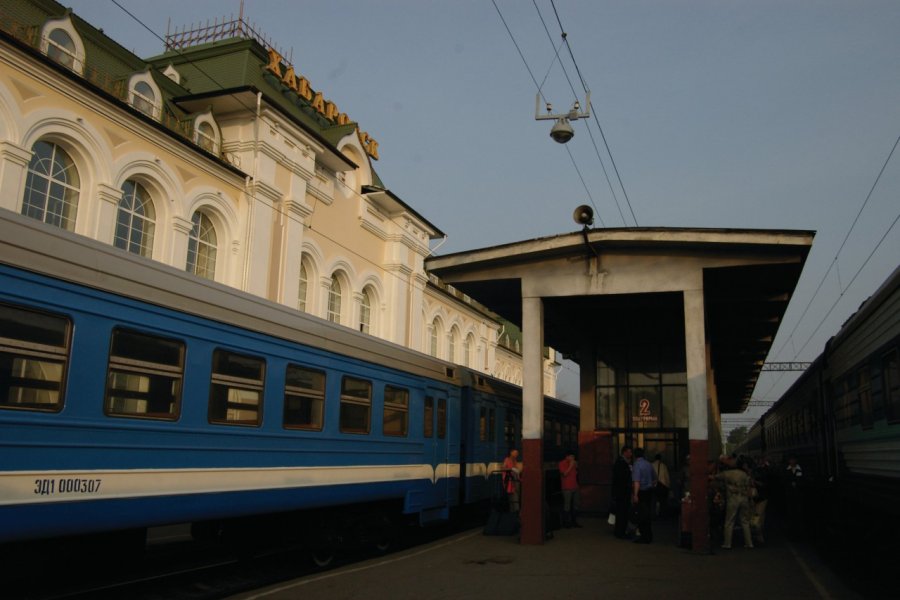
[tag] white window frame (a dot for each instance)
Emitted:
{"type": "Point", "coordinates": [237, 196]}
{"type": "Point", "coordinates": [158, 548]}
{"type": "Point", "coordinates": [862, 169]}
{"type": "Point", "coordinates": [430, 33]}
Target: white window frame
{"type": "Point", "coordinates": [133, 94]}
{"type": "Point", "coordinates": [64, 24]}
{"type": "Point", "coordinates": [200, 137]}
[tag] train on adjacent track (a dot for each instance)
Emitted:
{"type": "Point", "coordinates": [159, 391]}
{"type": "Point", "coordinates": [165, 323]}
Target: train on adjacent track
{"type": "Point", "coordinates": [133, 394]}
{"type": "Point", "coordinates": [841, 420]}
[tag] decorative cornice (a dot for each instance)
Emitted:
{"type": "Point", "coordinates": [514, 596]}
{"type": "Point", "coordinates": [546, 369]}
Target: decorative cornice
{"type": "Point", "coordinates": [15, 154]}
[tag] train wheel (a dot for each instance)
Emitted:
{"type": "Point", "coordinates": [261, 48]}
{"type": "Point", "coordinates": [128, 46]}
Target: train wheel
{"type": "Point", "coordinates": [323, 545]}
{"type": "Point", "coordinates": [384, 534]}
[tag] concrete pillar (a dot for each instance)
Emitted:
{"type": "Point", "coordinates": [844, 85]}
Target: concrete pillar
{"type": "Point", "coordinates": [698, 411]}
{"type": "Point", "coordinates": [13, 166]}
{"type": "Point", "coordinates": [181, 233]}
{"type": "Point", "coordinates": [107, 211]}
{"type": "Point", "coordinates": [532, 421]}
{"type": "Point", "coordinates": [292, 234]}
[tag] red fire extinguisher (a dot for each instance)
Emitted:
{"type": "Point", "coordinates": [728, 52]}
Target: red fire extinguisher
{"type": "Point", "coordinates": [687, 520]}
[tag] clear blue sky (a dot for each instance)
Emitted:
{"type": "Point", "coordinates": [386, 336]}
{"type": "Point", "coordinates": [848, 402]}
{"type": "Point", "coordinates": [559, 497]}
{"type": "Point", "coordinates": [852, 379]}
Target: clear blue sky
{"type": "Point", "coordinates": [719, 113]}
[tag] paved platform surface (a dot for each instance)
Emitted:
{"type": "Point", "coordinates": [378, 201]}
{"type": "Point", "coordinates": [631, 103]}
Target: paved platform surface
{"type": "Point", "coordinates": [577, 563]}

YOUR OBJECTIVE: Search the data above for the string "instance" and report each line that holds it.

FINISHED TASK:
[tag] white window frame (a dot for each instance)
[tag] train on adjacent track (a dot for each instance)
[tag] decorative cornice (a dot for each instance)
[tag] train wheel (a dot for each instance)
[tag] concrete pillar (a dot for each instance)
[tag] red fire extinguisher (a dot for each instance)
[tag] clear blue sky (a dot for each instance)
[tag] paved platform surface (a dot for each instance)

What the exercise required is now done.